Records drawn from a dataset

--- --- ---

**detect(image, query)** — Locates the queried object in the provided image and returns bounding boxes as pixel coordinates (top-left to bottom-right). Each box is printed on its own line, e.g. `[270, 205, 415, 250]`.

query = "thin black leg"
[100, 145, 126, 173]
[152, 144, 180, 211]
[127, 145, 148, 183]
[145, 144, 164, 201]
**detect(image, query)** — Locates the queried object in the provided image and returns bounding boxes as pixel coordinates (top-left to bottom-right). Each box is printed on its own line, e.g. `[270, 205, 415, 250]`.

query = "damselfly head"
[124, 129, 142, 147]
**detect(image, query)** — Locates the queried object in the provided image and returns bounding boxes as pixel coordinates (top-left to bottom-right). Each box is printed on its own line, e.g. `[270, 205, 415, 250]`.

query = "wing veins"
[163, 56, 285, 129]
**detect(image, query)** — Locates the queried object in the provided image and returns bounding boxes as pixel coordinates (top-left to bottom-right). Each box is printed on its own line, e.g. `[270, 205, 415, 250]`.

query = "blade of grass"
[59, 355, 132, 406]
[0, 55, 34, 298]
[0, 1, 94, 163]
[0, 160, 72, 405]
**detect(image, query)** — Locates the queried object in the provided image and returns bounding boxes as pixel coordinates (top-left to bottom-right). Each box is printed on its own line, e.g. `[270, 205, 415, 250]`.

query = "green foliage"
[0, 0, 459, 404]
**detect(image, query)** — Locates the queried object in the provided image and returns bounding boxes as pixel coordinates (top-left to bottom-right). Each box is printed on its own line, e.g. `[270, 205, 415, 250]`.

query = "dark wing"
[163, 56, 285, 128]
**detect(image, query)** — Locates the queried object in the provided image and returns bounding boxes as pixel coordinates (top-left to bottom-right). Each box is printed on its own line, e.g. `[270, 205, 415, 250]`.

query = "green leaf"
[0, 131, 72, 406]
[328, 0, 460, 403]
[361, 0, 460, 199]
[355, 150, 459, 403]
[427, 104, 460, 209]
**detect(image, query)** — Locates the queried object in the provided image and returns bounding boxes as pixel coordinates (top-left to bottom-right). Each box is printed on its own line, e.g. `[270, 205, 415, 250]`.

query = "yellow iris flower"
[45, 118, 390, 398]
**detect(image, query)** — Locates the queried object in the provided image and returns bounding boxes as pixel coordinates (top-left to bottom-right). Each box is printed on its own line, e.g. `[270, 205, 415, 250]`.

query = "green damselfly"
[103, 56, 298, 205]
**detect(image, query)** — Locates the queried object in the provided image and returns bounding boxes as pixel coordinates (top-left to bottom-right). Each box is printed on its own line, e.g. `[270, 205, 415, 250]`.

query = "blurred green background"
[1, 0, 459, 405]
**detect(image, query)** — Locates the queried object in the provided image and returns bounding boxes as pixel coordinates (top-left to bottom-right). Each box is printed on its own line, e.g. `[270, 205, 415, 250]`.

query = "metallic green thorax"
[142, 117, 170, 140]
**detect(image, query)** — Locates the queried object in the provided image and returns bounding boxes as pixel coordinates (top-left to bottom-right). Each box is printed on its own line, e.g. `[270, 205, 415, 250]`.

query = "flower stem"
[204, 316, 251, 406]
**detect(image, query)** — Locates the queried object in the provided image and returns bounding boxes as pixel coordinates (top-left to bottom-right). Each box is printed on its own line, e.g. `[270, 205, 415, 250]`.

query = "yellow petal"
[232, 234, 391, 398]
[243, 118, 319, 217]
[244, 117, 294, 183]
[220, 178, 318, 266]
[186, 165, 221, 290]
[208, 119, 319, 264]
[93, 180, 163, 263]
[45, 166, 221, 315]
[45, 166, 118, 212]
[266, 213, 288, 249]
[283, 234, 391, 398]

--- --- ---

What is being asked.
What is needed is an exact copy of all the records above.

Solution.
**detect(image, query)** — Locates the queried object in the provided image and returns bounding boxes as pixel coordinates (top-left to bottom-right). Each box is printed on its own line, e.g. `[270, 205, 415, 250]`.

query = "thin black leg"
[100, 145, 126, 173]
[152, 144, 180, 211]
[127, 145, 148, 183]
[145, 144, 164, 201]
**detect(image, query)** — Locates the queried object in the provided image and returns bounding boxes as pixel coordinates (top-left to bottom-right). Each box is printed on its own line, e.g. `[270, 205, 415, 250]`.

query = "damselfly head"
[124, 129, 142, 147]
**detect(image, query)** — Locates the queried object in the provided image and returns bounding boxes as pixel coordinates (top-left to bottom-right). Each box is printed on its own line, e.g. `[270, 205, 415, 250]`.

query = "wing veins"
[163, 56, 285, 129]
**detect(image, query)** — Locates the queried object in the provided image and returns bounding boxes as pixel coordinates (top-left to bottom-right). Each box is printed on its own line, e.g. `[270, 205, 415, 250]`.

query = "blade of grass"
[59, 355, 132, 406]
[0, 55, 34, 298]
[0, 1, 94, 163]
[0, 160, 72, 405]
**detect(image, query)** — Locates the queried object in the provided image and returns bounding boxes as pixel coordinates (top-left to bottom-right). Each box is printed on its own line, e.g. `[270, 205, 415, 250]`.

query = "green foliage"
[0, 0, 459, 404]
**detect(image, query)** — Locates the queried object in the provided image and returns bounding boxes as pixel coordinates (top-left to bottom-right). Each box is printed on its own line, e.g. `[270, 205, 415, 250]`.

query = "dark wing"
[163, 56, 285, 128]
**detect(image, query)** — Locates the queried object in the provided image and returns bounding boxes as pixel coordinates (top-left to bottom-right). Each box is printed on its own line, e.g. `[270, 205, 415, 250]`.

query = "green leaf"
[0, 131, 72, 406]
[328, 0, 460, 403]
[361, 0, 460, 199]
[355, 150, 459, 403]
[427, 104, 460, 209]
**detect(image, query)** — Locates the queried object in the provided image and returns bounding boxes as pixel coordinates (top-left to bottom-right). Each box is printed on its own line, e.g. `[270, 205, 415, 250]`.

query = "yellow iris flower"
[45, 118, 390, 398]
**detect(image, query)** — Locates the queried object in the provided image and returns bounding boxes as pixel coordinates (top-left to bottom-right). Each box is printed on its own line, e.g. `[270, 205, 415, 250]`.

query = "green damselfly"
[103, 56, 298, 205]
**detect(image, query)** — Locates the queried object in the provided image and returns bounding boxes as pixel coordinates (top-left to bottom-right). Each box is printed on its own line, e.g. `[270, 205, 415, 250]`.

query = "blurred green background"
[1, 0, 459, 405]
**detect(image, query)** — Locates the queried object in the provided image and returns bounding boxes as pixel coordinates (top-left to bottom-right). Each box is printed on its own line, e.g. `[270, 205, 415, 250]`.

query = "metallic green thorax"
[142, 117, 170, 140]
**detect(image, query)** — Locates the queried object in the provided image and returns bounding boxes as pixel coordinates (top-left to bottom-right). Each box is printed on its own line, e.g. `[270, 205, 415, 250]`.

query = "flower stem"
[204, 316, 251, 406]
**detect(image, query)** — Locates the queried object in the provided image and returns bounding boxes as pixel coordinates (top-left to bottom-right). Each box is printed on its own line, e.g. `[270, 205, 415, 250]`.

query = "yellow petal"
[232, 234, 391, 398]
[243, 118, 319, 217]
[244, 117, 294, 183]
[220, 178, 318, 266]
[186, 165, 221, 290]
[208, 119, 319, 264]
[93, 180, 163, 263]
[45, 166, 221, 315]
[45, 166, 118, 212]
[266, 213, 288, 249]
[283, 234, 391, 398]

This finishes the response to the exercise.